— WHAT TO WORK ON —
Give the records again, word for word.

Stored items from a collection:
☆ ☆ ☆ ☆

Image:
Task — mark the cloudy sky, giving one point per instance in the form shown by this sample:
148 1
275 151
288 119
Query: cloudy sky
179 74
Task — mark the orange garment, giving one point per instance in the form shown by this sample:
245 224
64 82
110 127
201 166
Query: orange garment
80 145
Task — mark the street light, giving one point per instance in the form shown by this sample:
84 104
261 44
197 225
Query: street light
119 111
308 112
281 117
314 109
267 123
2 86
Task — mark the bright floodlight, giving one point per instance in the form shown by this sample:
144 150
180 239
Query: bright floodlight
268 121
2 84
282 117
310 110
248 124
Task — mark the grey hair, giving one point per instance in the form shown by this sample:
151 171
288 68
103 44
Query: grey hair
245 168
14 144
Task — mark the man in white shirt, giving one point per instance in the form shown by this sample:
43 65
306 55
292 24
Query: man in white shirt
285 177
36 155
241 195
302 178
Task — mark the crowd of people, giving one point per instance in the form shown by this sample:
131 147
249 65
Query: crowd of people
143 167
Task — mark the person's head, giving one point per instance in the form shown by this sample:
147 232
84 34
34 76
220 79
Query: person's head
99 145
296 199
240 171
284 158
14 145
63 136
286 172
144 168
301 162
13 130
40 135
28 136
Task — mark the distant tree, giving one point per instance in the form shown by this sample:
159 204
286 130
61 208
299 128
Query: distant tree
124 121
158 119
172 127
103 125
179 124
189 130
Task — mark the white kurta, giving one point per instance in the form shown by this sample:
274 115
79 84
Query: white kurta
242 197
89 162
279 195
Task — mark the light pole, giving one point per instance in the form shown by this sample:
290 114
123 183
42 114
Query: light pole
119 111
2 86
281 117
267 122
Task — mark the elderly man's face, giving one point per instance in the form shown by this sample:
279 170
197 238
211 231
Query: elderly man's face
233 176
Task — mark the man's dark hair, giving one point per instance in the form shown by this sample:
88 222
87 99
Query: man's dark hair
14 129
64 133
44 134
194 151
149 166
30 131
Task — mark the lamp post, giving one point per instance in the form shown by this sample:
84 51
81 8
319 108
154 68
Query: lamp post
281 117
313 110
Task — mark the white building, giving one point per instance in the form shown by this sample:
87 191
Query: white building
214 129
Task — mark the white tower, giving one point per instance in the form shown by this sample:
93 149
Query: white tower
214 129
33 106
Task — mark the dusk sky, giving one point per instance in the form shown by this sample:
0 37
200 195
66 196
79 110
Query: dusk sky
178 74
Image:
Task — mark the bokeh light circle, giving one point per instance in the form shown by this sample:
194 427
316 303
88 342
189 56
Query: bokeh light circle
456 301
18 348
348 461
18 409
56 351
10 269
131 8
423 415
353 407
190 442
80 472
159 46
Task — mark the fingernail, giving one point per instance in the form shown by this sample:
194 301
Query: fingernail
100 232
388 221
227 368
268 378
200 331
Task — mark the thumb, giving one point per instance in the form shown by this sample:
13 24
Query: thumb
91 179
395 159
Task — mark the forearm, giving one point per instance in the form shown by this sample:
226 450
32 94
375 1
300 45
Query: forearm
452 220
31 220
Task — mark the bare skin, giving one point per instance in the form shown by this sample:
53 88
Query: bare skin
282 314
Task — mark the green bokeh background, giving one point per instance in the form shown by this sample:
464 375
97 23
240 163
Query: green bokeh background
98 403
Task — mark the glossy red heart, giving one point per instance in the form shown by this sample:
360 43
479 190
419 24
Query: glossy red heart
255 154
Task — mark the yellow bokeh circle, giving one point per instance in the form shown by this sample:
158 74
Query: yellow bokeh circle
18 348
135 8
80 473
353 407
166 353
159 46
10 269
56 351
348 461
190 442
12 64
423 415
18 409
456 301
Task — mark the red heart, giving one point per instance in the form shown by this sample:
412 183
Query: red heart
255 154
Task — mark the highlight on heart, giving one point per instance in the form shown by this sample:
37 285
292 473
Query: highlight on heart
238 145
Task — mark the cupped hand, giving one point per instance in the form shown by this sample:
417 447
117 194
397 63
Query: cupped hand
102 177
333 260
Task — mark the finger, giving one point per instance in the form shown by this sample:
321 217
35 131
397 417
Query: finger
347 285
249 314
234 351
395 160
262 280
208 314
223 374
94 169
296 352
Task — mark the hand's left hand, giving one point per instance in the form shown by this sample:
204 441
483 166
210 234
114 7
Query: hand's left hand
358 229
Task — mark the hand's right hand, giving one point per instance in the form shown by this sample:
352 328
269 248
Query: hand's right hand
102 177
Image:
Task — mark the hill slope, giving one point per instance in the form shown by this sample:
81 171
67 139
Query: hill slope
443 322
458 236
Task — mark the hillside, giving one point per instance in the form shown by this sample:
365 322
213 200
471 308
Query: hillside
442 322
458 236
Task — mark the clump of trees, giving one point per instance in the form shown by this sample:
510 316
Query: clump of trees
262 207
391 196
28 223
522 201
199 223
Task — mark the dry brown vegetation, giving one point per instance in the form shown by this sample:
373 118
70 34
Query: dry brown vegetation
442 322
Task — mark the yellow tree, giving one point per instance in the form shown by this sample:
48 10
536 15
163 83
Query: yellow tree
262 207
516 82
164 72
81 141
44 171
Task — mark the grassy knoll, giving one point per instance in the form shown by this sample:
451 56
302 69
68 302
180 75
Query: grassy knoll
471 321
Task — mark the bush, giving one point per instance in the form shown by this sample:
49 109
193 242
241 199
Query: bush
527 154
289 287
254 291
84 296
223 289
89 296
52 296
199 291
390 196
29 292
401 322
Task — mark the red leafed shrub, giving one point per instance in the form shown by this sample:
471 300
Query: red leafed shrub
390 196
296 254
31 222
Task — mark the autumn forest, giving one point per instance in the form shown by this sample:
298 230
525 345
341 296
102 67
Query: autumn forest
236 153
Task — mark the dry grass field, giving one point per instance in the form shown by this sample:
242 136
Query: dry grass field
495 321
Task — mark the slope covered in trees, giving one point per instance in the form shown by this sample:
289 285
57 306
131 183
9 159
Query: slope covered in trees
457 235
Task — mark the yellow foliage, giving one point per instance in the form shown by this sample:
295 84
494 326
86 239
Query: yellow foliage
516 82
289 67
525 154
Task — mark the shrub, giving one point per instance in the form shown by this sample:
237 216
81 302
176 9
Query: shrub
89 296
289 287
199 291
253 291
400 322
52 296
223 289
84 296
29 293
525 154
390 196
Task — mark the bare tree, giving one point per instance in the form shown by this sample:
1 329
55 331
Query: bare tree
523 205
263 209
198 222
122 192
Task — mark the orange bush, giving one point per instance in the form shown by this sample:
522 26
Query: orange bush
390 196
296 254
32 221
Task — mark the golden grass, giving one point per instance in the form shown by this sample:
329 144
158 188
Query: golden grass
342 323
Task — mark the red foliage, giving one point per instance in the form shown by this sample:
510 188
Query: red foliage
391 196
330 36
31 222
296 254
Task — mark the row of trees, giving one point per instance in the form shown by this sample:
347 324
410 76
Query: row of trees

☆ ☆ ☆ ☆

— ANSWER SECTION —
Image:
Task — mark the cloudy sky, giving one point per instance in the form shown by this sample:
148 1
275 151
288 119
Query: cloudy sky
179 74
Task — mark the orange garment, giving one point per instance in the form shown by this sample:
245 224
64 82
110 127
201 166
Query: orange garment
80 145
Task — mark the street light, giving one point per instance in the form shown by this sample:
84 104
261 44
197 225
Query: street light
119 111
308 112
281 117
314 109
267 123
2 86
Task — mark the bright floodlight, giving one point per instance in the form shown by this sample:
144 150
180 239
Query: bright floodlight
268 121
2 84
282 117
310 110
248 124
Task — mark the grey hair, giving one point per instance in the form shown by this sample:
151 171
288 68
103 44
Query: grey hair
245 168
14 144
Task — mark the man in white shirt, giving one point per instance in the form shown by this sample:
43 65
306 55
292 24
Query: man in white shirt
285 177
36 155
241 195
302 178
Task — mark the crowd of people, giving one point per instance in the form shown by this sample:
131 147
249 65
Query: crowd of people
143 167
Task — mark the person's head, giving one point per instance in the form shown by this sample:
147 232
84 34
34 76
220 79
Query: person's head
99 145
296 199
240 171
284 158
14 145
63 136
286 172
144 168
301 162
13 130
40 135
28 136
Task — mark the distant tree, giving one point per instance in the form shown by this sample:
159 204
286 130
61 208
299 128
Query: distant tree
124 121
158 119
172 127
103 125
179 124
189 130
Task — mark the white kurta, giving one point per instance in the form shown by this sample:
274 115
79 84
Query: white kurta
242 197
89 162
279 195
Task — mark the light pole, giving one point per instance in the form shown by this sample:
290 114
123 183
42 114
Query: light pole
119 111
2 86
281 117
267 122
Task — mark the elderly man's face, giving one point per instance in the form shown by this sample:
279 170
197 238
211 231
Query: elderly man's face
233 176
Task — mark the man's dark hair, giving one point per instance in the form shown by this sample:
88 222
87 99
Query: man's dark hair
14 129
64 133
44 134
194 151
149 166
30 131
Task — mark the lamp post, giving one point per instance in the form shown by this sample:
84 51
81 8
319 108
154 68
Query: lamp post
281 117
313 110
Task — mark the white building, giving one point per instance in the form shown by this sample:
87 191
Query: white building
214 129
Task — mark the white tower, giving one point per instance in the form shown by this sample:
93 149
Query: white tower
214 129
33 106
Task — mark the dusk sky, giving one point per instance in the form shown by this sample:
0 37
200 195
66 196
79 110
Query: dusk sky
178 74
Image:
Task — mark the bokeh light circle, giving one point per instance in the form shown by this sample:
194 427
316 303
88 342
189 56
Query: bokeh light circle
456 301
18 348
348 461
18 409
56 351
10 269
131 8
423 415
353 407
190 442
80 472
159 46
Task — mark the fingernail, giving one point per instance in the form shown by this sample:
194 301
Query: fingernail
100 232
388 221
227 368
268 378
200 331
Task — mark the thumb, giving one point per instance in the form shown by this sample:
13 24
Query: thumb
91 179
395 159
Task — mark the forearm, giving one point per instance in the form shown by this sample:
226 450
32 94
375 1
300 45
Query: forearm
452 220
31 220
Task — mark the bare skin, giving one point per instance in the form shown by this sample:
53 88
Query: bare skin
282 314
Task — mark the green bokeh background, giving one point per instance in the form shown by this sample:
464 375
97 23
240 163
Query: green bokeh background
98 403
Task — mark the glossy red heart, giving one point per instance in the form shown by this sample:
360 43
479 190
419 24
Query: glossy red heart
255 154
Task — mark the yellow bokeh circle, giving one point per instance in the form shown by this sample:
158 74
Query: yellow bokeh circle
18 348
135 8
80 473
353 407
166 353
159 46
10 269
56 351
348 461
190 442
12 64
423 415
18 409
456 301
Task — mark the red heart, giving one point per instance in the form shown by this sample:
412 183
Query: red heart
255 154
Task — mark the highlight on heart, giving one point per instance in the form shown by this sample:
37 285
292 473
Query: highlight on heart
238 145
Task — mark the cupped hand, giving one point per instance in the form shown by this sample:
417 447
117 194
397 63
Query: cupped hand
102 177
333 260
Task — mark the finger, giving one point per instance in the form shown by this sample:
321 217
35 131
397 417
Query: finger
347 285
249 314
234 351
395 160
262 280
208 314
223 374
94 169
296 352
Task — mark the hand's left hand, giving one point per instance in the form shown by this sample:
204 441
483 166
210 234
114 7
Query: hand's left hand
358 229
Task — mark the hand's right hand, giving one point per instance in the form shown by this sample:
352 328
269 248
Query: hand's right hand
102 177
Image:
Task — mark the hill slope, giving one point per instance in the form shown by this sample:
81 171
67 139
Query: hill slope
443 322
458 236
Task — mark the hillside, giving one point per instance in the form shown by this sample:
365 322
213 200
471 308
Query: hillside
442 322
458 236
Task — mark the clump of trees, giving one point per instance in the form shown by this sample:
510 316
Query: clump of trees
262 207
391 196
28 223
522 201
199 223
Task — mark the dry brown vegetation, giving one point per instance in the form shown by this sample:
373 118
70 34
Query: dry brown vegetation
442 322
Task — mark the yellow tree, giving one point per instance in the form shown by this sample:
48 10
536 15
163 83
Query: yellow tree
262 207
516 82
164 72
81 141
44 171
Task — mark the grassy knoll, giving one point per instance in the form shown by this sample:
451 56
302 69
68 302
180 75
Query: grassy knoll
471 321
Task — mark the bush, giving one point per instance in the form shown by this sample:
49 109
193 242
241 199
Query: bush
527 154
289 287
254 291
84 296
223 289
89 296
52 296
199 291
390 196
29 292
401 322
Task — mark the red leafed shrub, giving one point per instance in the form shown by this sample:
471 300
Query: red leafed shrub
390 196
296 254
31 222
Task — mark the autumn forest, giving one point per instance in the form shown by this sample:
298 230
525 345
341 296
102 67
Query: autumn forest
236 153
Task — mark the dry grass field, giving one point per instance in the form shown by this sample:
242 136
Query: dry grass field
495 321
Task — mark the slope covered in trees, giving one point per instance in the form shown by this sample:
289 285
57 306
131 183
9 159
Query: slope covered in trees
457 235
Task — mark the yellow foliage, giving one point per instance in the form shown by this sample:
295 84
494 326
86 239
Query: yellow foliage
516 82
289 67
525 154
Task — mark the shrub, giving one point per instance in the form shown by this sample:
237 216
81 302
176 9
Query: shrub
89 296
289 287
199 291
253 291
400 322
52 296
223 289
84 296
29 293
525 154
390 196
Task — mark the bare tree, giving one point per instance in the form shown by this sample:
1 329
55 331
Query: bare tree
523 205
263 209
198 222
122 192
Task — mark the orange bush, giving one point per instance in the form shown by this sample:
522 26
Query: orange bush
390 196
296 254
32 221
Task — mark the golden grass, giving one point per instance in the form shown by this sample:
329 144
158 188
Query: golden grass
342 323
Task — mark the red foliage, giving one point per instance in the form shown by this sample:
510 188
Query: red foliage
391 196
330 36
31 222
296 254
Task — mark the row of trees, giving one point per instance in the form shown by this sample:
347 324
410 76
Query: row of trees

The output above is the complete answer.